**SOURCE EXTRACT:**
━━━━━━━━━━━━━━━━━━━━
November 26th, 2018

Daily Market Commentary


Canadian Headlines

  • A car plant that General Motors Co. has operated for 65 years in Canada could be on the verge of shutting down, though the union that represents thousands of workers at the factory are still holding out hope. The company will announce Monday that it’s ending production at its plant in Oshawa, Ontario, two people familiar with the plans said, speaking on condition of anonymity. Unifor, the union representing autoworkers, said it’s been told there is no car production assigned to the factory beyond next year, raising the prospect of talks to preserve jobs.
  • Canadian wind farm developer Boralex Inc. will seek to refinance a large part of loans that have bankrolled the construction of French projects, taking advantage of lower funding costs and investors’ growing appetite for clean power. Enticed by the track record of wind farms and longer-than-expected lifetimes of turbines, investors are ready to lend funds over longer periods, said the industry veteran. He’s been leading Boralex’s French operations since he started them from scratch in 2001 through 1.3 billion euros ($1.5 billion) of investment. Boralex had about 800 million euros of non-current debt tied to French project at the end of September, according to its interim report.
━━━━━━━━━━━━━━━━━━━━
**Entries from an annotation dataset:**
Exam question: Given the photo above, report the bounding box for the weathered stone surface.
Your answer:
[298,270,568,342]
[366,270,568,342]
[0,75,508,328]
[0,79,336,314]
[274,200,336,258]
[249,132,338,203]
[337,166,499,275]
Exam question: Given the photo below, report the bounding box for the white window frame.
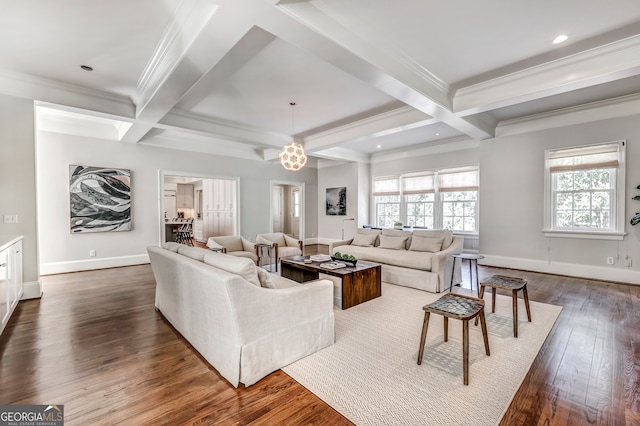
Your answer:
[371,165,480,236]
[543,140,626,240]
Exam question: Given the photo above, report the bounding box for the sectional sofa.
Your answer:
[329,228,464,293]
[147,243,334,387]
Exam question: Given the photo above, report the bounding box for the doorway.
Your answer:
[159,170,240,245]
[271,181,304,241]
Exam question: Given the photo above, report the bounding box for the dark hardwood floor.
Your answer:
[0,246,640,426]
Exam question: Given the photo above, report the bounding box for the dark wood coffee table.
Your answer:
[280,256,382,309]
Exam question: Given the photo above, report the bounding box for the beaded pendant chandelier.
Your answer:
[279,102,307,172]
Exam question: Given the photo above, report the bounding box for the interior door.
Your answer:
[289,186,301,238]
[271,186,284,232]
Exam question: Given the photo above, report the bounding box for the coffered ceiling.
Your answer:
[0,0,640,166]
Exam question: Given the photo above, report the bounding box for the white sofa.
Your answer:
[256,232,302,271]
[147,243,334,387]
[329,228,464,293]
[207,235,258,265]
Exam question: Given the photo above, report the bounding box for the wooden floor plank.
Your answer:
[0,245,640,426]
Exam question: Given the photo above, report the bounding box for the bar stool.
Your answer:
[418,293,490,385]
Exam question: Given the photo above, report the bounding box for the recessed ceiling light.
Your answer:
[553,34,569,44]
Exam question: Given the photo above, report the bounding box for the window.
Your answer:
[545,141,625,239]
[373,166,479,234]
[438,170,478,232]
[402,174,436,229]
[373,177,400,228]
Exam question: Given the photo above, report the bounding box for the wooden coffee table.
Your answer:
[280,256,382,309]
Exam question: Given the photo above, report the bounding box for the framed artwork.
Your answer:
[327,186,347,216]
[69,165,131,234]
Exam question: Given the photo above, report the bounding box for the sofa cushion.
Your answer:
[409,235,444,253]
[215,235,243,253]
[256,266,276,288]
[351,234,378,247]
[256,232,287,247]
[382,229,412,249]
[334,245,433,271]
[178,244,209,262]
[379,234,408,250]
[413,229,453,250]
[162,241,184,253]
[204,250,261,287]
[356,228,382,247]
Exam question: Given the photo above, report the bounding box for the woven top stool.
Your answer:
[418,293,490,385]
[476,275,531,337]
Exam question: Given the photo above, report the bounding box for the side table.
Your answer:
[256,243,278,272]
[449,253,484,296]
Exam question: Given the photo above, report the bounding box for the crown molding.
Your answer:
[496,94,640,137]
[453,35,640,117]
[0,70,135,118]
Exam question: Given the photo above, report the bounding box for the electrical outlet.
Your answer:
[4,214,18,223]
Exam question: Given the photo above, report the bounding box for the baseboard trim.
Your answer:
[478,255,640,285]
[20,280,42,300]
[40,254,149,275]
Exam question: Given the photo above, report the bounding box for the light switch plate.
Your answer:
[4,214,18,223]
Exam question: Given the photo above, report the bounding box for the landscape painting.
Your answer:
[327,186,347,216]
[69,165,131,234]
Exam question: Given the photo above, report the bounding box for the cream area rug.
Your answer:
[283,283,562,426]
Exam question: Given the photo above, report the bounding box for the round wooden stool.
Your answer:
[418,293,490,385]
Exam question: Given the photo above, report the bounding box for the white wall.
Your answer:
[37,132,317,274]
[371,115,640,284]
[0,95,40,298]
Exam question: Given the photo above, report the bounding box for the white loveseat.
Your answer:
[147,243,334,387]
[329,228,464,293]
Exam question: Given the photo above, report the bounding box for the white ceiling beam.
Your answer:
[453,35,640,117]
[0,70,135,119]
[304,106,437,152]
[123,0,255,142]
[160,110,291,148]
[260,1,495,139]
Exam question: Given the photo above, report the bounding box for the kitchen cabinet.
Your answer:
[193,219,207,243]
[0,237,22,333]
[176,184,193,209]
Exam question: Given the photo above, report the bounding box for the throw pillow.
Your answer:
[409,235,444,253]
[178,244,209,262]
[378,235,407,250]
[256,266,276,288]
[162,241,183,253]
[351,234,378,247]
[204,250,260,287]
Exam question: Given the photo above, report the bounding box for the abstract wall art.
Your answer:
[69,165,131,234]
[327,186,347,216]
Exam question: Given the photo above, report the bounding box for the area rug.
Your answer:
[283,283,562,426]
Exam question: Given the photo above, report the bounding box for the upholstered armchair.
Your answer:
[256,232,302,270]
[207,235,258,264]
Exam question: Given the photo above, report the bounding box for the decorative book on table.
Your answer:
[309,254,331,262]
[320,262,347,269]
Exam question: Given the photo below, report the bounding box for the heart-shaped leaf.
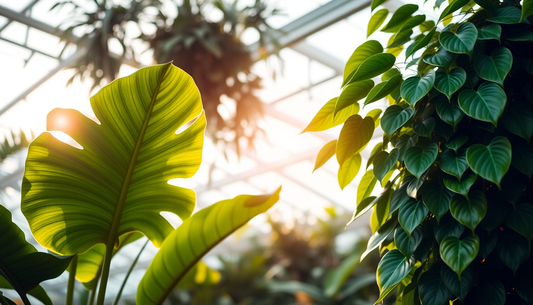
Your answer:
[376,249,416,303]
[364,74,403,106]
[442,169,477,198]
[337,154,362,190]
[439,149,468,180]
[136,188,281,304]
[423,48,457,70]
[398,199,429,237]
[366,8,389,37]
[440,235,479,279]
[441,266,477,302]
[505,203,533,242]
[474,47,513,86]
[433,214,465,244]
[313,140,337,172]
[302,97,360,133]
[501,105,533,142]
[333,79,374,116]
[374,148,400,182]
[405,143,439,179]
[335,114,374,165]
[400,70,435,107]
[394,226,424,257]
[466,137,511,187]
[477,24,502,42]
[458,82,507,126]
[418,264,452,305]
[450,190,487,230]
[413,117,437,138]
[21,64,205,254]
[444,135,468,152]
[439,22,477,56]
[436,95,465,129]
[496,230,531,272]
[381,4,418,33]
[348,53,396,83]
[435,67,466,99]
[422,181,453,222]
[381,105,414,136]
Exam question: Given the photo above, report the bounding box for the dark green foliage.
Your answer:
[306,0,533,305]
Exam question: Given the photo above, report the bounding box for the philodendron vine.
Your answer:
[0,63,280,305]
[305,0,533,305]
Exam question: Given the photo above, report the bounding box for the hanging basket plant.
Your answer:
[306,0,533,305]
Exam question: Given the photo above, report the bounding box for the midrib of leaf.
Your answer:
[96,63,172,305]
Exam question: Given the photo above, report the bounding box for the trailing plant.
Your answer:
[305,0,533,305]
[0,63,280,305]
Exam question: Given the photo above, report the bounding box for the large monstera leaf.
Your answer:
[22,64,205,254]
[136,188,281,305]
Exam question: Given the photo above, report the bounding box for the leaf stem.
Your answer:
[65,255,78,305]
[113,240,149,305]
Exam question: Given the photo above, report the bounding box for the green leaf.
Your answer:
[374,149,400,182]
[439,149,468,180]
[361,217,398,260]
[364,74,403,106]
[422,181,453,222]
[349,53,396,83]
[335,114,374,165]
[505,203,533,242]
[381,4,418,33]
[444,135,468,152]
[435,67,466,100]
[376,249,416,303]
[394,226,424,257]
[477,280,505,305]
[422,47,457,70]
[398,199,429,237]
[21,64,205,254]
[0,205,72,304]
[439,22,477,57]
[487,6,522,24]
[381,105,414,136]
[477,24,502,42]
[333,80,374,116]
[466,136,511,187]
[442,169,477,197]
[520,0,533,22]
[357,170,378,205]
[440,266,477,302]
[324,247,362,298]
[458,82,507,126]
[400,70,435,107]
[341,40,383,87]
[136,188,281,304]
[496,230,531,272]
[418,264,452,305]
[436,97,465,130]
[433,214,465,244]
[313,140,337,172]
[501,105,533,142]
[337,154,362,189]
[438,0,470,22]
[450,190,487,230]
[440,235,479,280]
[405,143,439,179]
[302,97,360,133]
[474,47,513,86]
[366,8,389,37]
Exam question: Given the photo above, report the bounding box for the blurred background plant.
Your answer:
[52,0,280,156]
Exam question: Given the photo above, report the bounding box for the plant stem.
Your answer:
[65,255,78,305]
[113,240,149,305]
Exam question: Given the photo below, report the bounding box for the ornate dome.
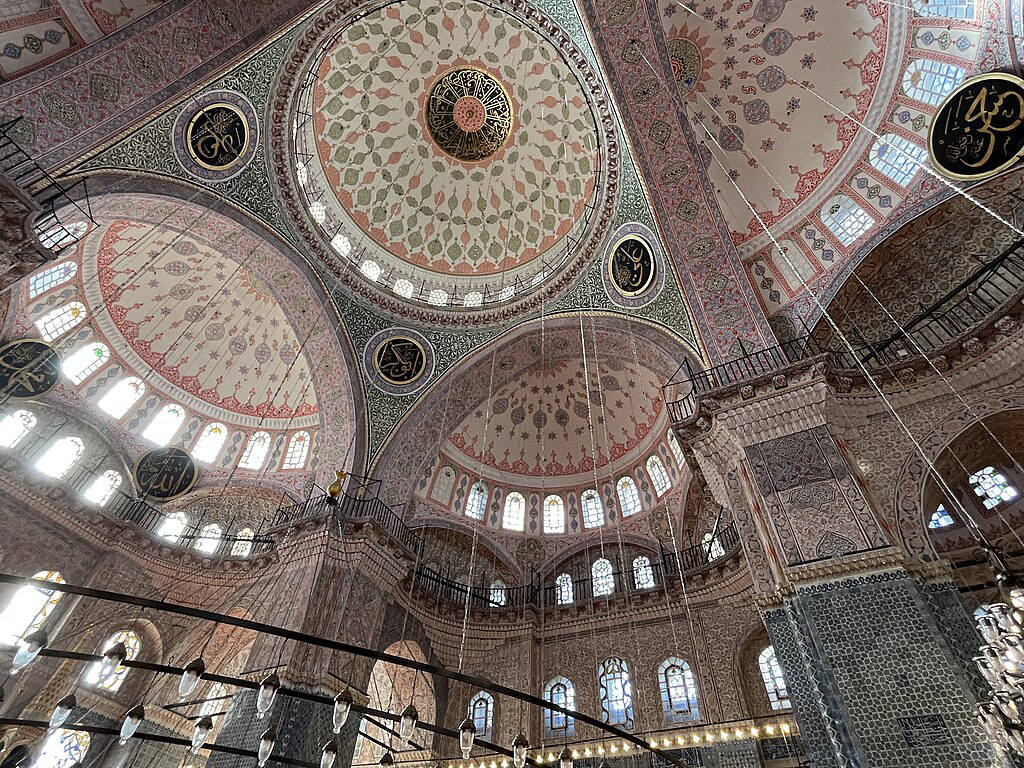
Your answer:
[278,0,617,323]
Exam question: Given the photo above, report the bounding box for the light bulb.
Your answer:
[178,658,206,699]
[256,727,278,768]
[459,718,476,760]
[256,672,281,720]
[50,693,78,730]
[99,642,128,682]
[120,705,145,743]
[398,705,420,742]
[191,715,213,755]
[512,731,529,768]
[332,688,352,733]
[321,738,338,768]
[10,630,47,675]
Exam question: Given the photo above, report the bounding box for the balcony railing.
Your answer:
[664,239,1024,423]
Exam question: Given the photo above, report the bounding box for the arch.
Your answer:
[590,557,615,597]
[615,475,638,517]
[657,656,700,723]
[96,376,145,419]
[60,341,111,384]
[502,490,526,530]
[597,656,634,730]
[544,675,575,738]
[0,570,65,645]
[544,494,565,534]
[466,690,495,741]
[36,435,85,480]
[0,409,39,447]
[36,301,87,341]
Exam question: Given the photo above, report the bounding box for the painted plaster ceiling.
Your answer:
[280,0,610,323]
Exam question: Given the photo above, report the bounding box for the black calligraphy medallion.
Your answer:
[0,339,60,399]
[928,72,1024,180]
[374,336,426,386]
[132,447,199,499]
[185,103,249,171]
[608,237,657,296]
[426,67,512,163]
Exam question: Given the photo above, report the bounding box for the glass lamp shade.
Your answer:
[398,705,420,741]
[256,728,278,768]
[178,658,206,699]
[10,630,47,675]
[512,731,529,768]
[119,705,145,743]
[459,718,476,760]
[256,672,281,720]
[191,715,213,755]
[49,693,78,730]
[332,688,352,733]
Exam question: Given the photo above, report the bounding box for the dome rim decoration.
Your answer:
[265,0,621,327]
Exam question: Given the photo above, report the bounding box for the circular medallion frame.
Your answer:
[171,90,259,181]
[601,221,667,309]
[928,72,1024,181]
[0,339,60,400]
[362,328,435,395]
[131,446,199,501]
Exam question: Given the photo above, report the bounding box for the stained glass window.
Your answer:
[758,645,791,710]
[657,656,700,723]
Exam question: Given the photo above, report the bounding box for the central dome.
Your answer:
[278,0,617,322]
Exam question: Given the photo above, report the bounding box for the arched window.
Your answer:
[647,456,672,496]
[281,430,309,469]
[590,557,615,597]
[0,570,65,645]
[580,488,604,528]
[903,58,967,106]
[597,657,633,729]
[468,690,495,740]
[913,0,975,19]
[633,555,654,590]
[821,195,874,246]
[0,409,36,447]
[36,301,86,341]
[657,656,700,723]
[29,261,78,299]
[867,133,928,186]
[487,579,509,607]
[502,490,526,530]
[85,630,142,691]
[194,522,224,554]
[193,422,227,464]
[544,494,565,534]
[758,645,792,710]
[60,341,111,384]
[928,504,955,528]
[466,480,487,520]
[83,469,122,507]
[231,528,255,557]
[96,376,145,419]
[968,467,1019,509]
[32,728,90,768]
[615,475,640,517]
[700,530,725,562]
[669,429,686,469]
[555,573,575,605]
[142,403,185,445]
[36,437,85,479]
[157,512,188,543]
[239,432,270,469]
[544,675,575,738]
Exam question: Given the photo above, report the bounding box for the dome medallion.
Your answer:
[271,0,618,326]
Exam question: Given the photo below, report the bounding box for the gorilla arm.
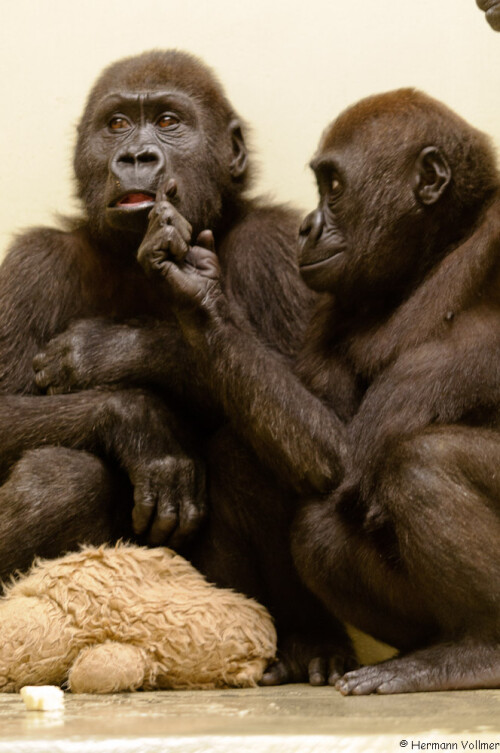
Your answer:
[141,231,348,494]
[0,230,204,539]
[345,305,500,502]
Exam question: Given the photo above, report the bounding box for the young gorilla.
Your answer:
[142,89,500,694]
[0,51,350,680]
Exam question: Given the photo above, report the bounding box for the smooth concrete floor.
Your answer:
[0,685,500,753]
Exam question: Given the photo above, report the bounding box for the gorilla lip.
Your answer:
[111,191,155,208]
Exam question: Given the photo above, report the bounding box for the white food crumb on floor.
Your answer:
[20,685,64,711]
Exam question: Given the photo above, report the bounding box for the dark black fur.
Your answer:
[141,90,500,694]
[0,51,349,681]
[476,0,500,31]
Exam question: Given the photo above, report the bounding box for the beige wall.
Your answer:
[0,0,500,253]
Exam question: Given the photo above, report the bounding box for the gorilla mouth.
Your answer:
[111,191,155,208]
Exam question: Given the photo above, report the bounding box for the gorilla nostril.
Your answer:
[299,209,323,242]
[137,150,159,162]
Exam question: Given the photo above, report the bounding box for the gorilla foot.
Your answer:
[260,636,358,685]
[335,643,500,695]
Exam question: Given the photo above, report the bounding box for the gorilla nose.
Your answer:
[299,209,323,243]
[111,144,165,179]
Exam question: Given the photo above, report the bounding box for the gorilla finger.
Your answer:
[165,178,177,199]
[132,489,156,535]
[148,497,179,546]
[196,230,215,253]
[308,656,327,685]
[259,661,292,685]
[168,499,205,549]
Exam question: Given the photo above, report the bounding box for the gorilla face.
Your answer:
[75,53,247,242]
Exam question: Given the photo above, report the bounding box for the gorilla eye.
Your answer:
[108,115,130,131]
[330,175,344,199]
[156,113,179,128]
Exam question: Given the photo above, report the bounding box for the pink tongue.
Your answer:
[118,193,153,205]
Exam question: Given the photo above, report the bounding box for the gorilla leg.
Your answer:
[0,447,132,578]
[294,426,500,694]
[188,430,356,684]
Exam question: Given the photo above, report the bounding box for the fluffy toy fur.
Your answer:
[0,544,276,693]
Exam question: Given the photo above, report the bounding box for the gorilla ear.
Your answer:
[413,146,451,206]
[229,120,248,178]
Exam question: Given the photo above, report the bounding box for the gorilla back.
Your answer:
[0,51,311,576]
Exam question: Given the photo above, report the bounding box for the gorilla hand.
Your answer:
[137,178,192,273]
[33,318,130,395]
[139,230,226,326]
[131,454,206,549]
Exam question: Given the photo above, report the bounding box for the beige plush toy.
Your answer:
[0,544,276,693]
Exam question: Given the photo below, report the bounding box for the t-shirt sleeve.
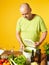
━━━━━━━━━━━━━━━━━━━━
**EXERCISE BRIEF:** Reproduce the passage from the market commentary word for word, starting with "November 26th, 2018" and going on through "to preserve jobs.".

**WRITTEN SOLUTION:**
November 26th, 2018

Daily Market Commentary


Canadian Headlines

  • A car plant that General Motors Co. has operated for 65 years in Canada could be on the verge of shutting down, though the union that represents thousands of workers at the factory are still holding out hope. The company will announce Monday that it’s ending production at its plant in Oshawa, Ontario, two people familiar with the plans said, speaking on condition of anonymity. Unifor, the union representing autoworkers, said it’s been told there is no car production assigned to the factory beyond next year, raising the prospect of talks to preserve jobs.